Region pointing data
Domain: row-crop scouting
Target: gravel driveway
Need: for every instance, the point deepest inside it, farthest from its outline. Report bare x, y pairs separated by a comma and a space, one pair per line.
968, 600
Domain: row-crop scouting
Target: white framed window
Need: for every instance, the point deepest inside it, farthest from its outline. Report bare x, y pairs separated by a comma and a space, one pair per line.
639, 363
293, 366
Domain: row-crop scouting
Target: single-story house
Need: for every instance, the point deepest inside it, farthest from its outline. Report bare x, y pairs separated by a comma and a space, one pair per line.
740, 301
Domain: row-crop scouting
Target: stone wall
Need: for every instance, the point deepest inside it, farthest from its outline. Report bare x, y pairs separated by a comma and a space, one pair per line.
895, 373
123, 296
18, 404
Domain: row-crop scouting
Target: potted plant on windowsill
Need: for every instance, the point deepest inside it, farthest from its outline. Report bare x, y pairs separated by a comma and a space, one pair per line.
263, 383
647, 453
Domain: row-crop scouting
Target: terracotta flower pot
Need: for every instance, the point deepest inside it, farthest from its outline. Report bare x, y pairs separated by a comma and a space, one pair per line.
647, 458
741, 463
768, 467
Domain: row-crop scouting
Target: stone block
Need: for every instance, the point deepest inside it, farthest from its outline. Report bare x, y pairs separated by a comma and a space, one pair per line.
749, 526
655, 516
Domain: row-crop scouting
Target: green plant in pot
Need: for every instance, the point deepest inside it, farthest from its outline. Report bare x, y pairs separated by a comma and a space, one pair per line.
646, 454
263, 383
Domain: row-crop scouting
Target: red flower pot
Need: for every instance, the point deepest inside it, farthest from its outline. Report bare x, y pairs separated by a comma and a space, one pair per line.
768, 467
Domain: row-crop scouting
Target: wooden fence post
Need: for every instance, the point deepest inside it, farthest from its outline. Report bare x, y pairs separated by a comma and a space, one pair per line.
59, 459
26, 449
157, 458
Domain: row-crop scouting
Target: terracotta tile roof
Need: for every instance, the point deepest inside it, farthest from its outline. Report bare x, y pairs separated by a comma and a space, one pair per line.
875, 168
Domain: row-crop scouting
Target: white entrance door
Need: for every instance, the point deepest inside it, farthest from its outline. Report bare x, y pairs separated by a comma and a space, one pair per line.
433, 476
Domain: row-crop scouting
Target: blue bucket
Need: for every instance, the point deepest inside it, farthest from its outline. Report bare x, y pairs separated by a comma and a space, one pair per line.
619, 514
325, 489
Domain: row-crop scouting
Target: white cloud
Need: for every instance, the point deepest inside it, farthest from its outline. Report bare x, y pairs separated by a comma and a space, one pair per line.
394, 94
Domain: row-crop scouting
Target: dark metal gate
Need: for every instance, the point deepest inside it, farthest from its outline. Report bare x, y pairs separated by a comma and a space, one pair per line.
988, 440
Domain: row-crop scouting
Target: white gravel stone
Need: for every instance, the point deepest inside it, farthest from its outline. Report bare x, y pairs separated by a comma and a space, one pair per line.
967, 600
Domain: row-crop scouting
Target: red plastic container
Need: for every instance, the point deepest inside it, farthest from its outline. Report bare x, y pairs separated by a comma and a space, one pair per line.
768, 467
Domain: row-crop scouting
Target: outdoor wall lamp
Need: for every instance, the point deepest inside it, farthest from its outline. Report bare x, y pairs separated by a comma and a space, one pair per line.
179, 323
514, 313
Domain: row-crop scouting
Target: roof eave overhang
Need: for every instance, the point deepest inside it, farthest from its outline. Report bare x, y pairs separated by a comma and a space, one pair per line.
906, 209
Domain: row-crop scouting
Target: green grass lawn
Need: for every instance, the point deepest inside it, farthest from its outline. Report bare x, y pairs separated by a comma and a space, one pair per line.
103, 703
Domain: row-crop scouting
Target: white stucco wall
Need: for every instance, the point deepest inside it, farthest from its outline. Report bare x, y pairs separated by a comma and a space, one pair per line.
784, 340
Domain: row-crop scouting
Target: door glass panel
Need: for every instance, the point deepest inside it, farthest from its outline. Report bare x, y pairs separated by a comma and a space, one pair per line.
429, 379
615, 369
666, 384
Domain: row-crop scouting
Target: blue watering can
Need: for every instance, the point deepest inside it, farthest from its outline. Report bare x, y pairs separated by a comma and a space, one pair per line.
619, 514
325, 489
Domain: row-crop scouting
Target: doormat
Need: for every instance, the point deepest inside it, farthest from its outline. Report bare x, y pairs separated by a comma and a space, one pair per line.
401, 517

Assignment
Among the lines above, find those with the word "gravel". Copy them.

Reply
Target: gravel driveway
Target: white gravel stone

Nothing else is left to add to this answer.